* EXERCISE PROMPT:
Rewrite everything in the material from the line containing "Practice. For this step, pick out the wooden" down to the line containing "point(71, 165)", both included, and nothing else. Keep the requests unchanged, but multiply every point coordinate in the answers by 2.45 and round each result to a whole number, with halves rounding up.

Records
◇ ◇ ◇ ◇ ◇

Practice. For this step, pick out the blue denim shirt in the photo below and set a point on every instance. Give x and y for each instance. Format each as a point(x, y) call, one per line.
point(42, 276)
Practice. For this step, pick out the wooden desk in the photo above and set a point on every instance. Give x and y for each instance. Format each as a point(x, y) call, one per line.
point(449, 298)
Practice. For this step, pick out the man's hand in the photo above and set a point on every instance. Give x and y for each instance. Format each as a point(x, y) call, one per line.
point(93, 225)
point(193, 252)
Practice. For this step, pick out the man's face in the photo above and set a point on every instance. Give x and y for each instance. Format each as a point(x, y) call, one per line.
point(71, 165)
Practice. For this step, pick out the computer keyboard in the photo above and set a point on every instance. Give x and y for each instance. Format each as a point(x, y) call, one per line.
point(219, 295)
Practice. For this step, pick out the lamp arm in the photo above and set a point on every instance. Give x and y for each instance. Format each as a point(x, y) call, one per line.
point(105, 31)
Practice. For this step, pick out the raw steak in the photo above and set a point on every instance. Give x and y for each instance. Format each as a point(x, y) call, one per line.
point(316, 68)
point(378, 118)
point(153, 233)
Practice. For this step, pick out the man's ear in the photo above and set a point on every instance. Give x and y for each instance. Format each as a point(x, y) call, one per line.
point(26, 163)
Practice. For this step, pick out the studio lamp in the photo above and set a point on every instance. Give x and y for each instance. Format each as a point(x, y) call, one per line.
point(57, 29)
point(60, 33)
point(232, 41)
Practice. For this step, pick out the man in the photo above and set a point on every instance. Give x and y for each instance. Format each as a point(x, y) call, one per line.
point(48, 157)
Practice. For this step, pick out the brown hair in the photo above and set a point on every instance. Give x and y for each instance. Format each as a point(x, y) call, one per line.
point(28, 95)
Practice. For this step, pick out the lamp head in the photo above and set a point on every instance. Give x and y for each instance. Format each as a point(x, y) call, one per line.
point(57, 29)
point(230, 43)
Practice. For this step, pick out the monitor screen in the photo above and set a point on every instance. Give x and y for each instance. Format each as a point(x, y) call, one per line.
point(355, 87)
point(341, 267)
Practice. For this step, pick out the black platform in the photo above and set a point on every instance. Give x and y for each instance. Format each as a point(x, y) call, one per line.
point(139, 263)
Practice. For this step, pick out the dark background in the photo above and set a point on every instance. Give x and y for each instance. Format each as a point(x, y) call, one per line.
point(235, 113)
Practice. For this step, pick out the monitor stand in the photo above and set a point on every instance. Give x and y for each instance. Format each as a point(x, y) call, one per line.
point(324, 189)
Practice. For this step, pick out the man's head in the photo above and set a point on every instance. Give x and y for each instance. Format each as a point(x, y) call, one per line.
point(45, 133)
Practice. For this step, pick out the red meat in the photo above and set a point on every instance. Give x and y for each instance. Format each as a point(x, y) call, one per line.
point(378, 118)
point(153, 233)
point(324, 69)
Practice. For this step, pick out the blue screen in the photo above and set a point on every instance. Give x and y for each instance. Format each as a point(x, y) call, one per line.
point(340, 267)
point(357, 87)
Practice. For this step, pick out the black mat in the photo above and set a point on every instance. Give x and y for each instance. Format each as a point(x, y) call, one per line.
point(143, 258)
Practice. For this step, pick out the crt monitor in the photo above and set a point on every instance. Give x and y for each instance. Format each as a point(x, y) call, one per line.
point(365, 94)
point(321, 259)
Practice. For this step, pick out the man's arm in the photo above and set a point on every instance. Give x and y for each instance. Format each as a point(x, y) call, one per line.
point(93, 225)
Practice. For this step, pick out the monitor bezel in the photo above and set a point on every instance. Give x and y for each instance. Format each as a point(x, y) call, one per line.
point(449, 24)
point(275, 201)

◇ ◇ ◇ ◇ ◇

* REPLY TO THE EXERCISE:
Practice. For this step, pick out the wooden desk in the photo above and set a point on every instance. Give x and y for each instance. Format each as a point(x, y) call, one per line.
point(1100, 730)
Practice. For this step, pick out the man's hand in the photo above and set a point on every instance. Give x and y for each instance. Format each as a point(x, y) call, one per line.
point(228, 551)
point(473, 617)
Practice. For this step, pick out the man's face in the photo above and set a point on every instance. Give x and y for each instance. Format each as a point(x, y) call, one per line.
point(174, 404)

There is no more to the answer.